:: WRITTEN PROBLEM ::
Render every entry verbatim.

:: RECORDS PROVIDED ::

════

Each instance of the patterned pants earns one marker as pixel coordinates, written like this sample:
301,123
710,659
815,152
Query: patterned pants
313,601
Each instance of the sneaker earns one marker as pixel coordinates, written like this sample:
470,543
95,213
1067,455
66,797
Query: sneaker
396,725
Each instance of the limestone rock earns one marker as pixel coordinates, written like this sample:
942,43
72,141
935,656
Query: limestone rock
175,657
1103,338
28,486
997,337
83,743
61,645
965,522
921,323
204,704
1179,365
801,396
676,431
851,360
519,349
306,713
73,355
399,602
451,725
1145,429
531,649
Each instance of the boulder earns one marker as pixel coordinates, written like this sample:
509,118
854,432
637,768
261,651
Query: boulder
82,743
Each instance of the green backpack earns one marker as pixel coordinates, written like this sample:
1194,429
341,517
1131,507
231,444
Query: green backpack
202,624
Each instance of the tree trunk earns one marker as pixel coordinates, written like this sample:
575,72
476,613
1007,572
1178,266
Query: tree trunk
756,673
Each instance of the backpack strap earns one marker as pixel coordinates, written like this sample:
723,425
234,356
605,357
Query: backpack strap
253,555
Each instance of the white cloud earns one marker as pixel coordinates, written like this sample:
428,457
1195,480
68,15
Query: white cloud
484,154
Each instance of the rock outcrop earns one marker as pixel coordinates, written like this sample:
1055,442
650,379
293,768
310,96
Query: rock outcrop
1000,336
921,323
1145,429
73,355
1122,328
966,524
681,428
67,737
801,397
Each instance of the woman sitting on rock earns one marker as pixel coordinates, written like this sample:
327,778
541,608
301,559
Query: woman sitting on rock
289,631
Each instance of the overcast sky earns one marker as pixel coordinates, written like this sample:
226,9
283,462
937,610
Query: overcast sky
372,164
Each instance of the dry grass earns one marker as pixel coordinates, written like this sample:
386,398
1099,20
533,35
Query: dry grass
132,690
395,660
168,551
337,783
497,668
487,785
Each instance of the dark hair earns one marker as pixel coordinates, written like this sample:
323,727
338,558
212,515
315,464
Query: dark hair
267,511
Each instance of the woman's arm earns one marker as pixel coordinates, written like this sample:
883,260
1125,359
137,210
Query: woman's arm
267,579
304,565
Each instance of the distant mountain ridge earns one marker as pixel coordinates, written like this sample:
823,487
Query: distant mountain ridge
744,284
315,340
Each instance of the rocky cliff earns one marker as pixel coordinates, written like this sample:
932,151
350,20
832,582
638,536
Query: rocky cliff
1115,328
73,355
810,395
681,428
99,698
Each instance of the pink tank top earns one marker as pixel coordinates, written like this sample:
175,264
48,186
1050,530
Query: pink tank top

════

:: COMPLETED TASK ::
Each instance of the patterned pants earns one marker as pixel coordinates, written like this sample:
301,123
710,659
815,152
Query: patterned pants
313,601
Each instance of the sneaker earns one marker as pixel coordinates, written like this sample:
470,543
95,213
1067,455
66,797
Query: sneaker
396,725
Each instance of the limestone rock earns one marker as pixel coordinates, written like this sample:
942,43
72,141
935,656
Query: limestone rock
175,657
1103,338
28,486
997,337
83,743
61,645
965,522
921,323
204,704
1179,365
801,396
676,431
851,360
519,349
306,713
73,355
399,602
451,725
1145,429
531,649
Each instance of the boulder earns one marker as pixel coordinates, written like this sample:
509,118
854,432
637,768
261,651
Query: boulder
82,743
Each instance of the green backpack earns one marker as pixel coordinates, written like this sample:
1194,429
341,517
1131,507
231,444
Query: green backpack
202,624
Each instance of the tree trunk earns one marker as pixel coordinates, written like this sample:
575,72
476,613
1007,572
1178,266
Query: tree trunk
756,673
Each instance of the backpack strap earns one marker as pixel coordinates, written like this sample:
723,425
234,356
605,357
Query: backpack strap
253,555
Each instance of the white cloud earns one marker as pixel coordinates, written like this sample:
428,457
1195,480
68,15
Query: white cloud
484,154
Each instance of the rock outcrop earns one marker as pixel coordinates, written like this sample:
1055,442
650,379
293,768
310,96
Query: rock outcrop
1000,336
921,323
1145,429
73,355
1122,328
966,524
681,428
67,737
801,397
Each instance of the woman sitting on rock earns one marker as pixel coordinates, written like this sample:
327,778
541,608
301,559
Query: woman sitting on rock
289,631
Each instance of the overcast sky earns one marker as pixel coordinates, written like this sample:
226,9
283,462
937,610
Query: overcast sky
372,164
Each instance of the dry grass earns one marker as pixel coordinates, written like this sample:
386,398
1099,20
533,35
Query: dry grass
132,690
395,660
168,551
337,783
497,668
487,785
Each instance of the dark hair earns one marker as pixel coordinates, written like this sample:
323,727
338,558
212,515
315,464
Query: dark hair
267,511
Each instance of the woman's arm earns one marker as pixel coordinates, written like this sample:
883,260
1125,359
137,210
Query: woman's arm
267,579
304,565
Each instance of the distant mountain ridge earns one marker as pixel coordinates, written like this sample:
823,487
Query: distant mountain ridge
744,284
315,340
Each instance of the rocky cliff earns one marker as pixel coordinates, written like this sample:
932,151
350,20
832,582
638,536
Query: rocky cliff
1115,328
73,355
810,395
681,428
99,698
Each instance of the pink tank top earns one marker as pixel coordinates, written like this sample:
175,264
48,186
1050,530
Query: pink tank top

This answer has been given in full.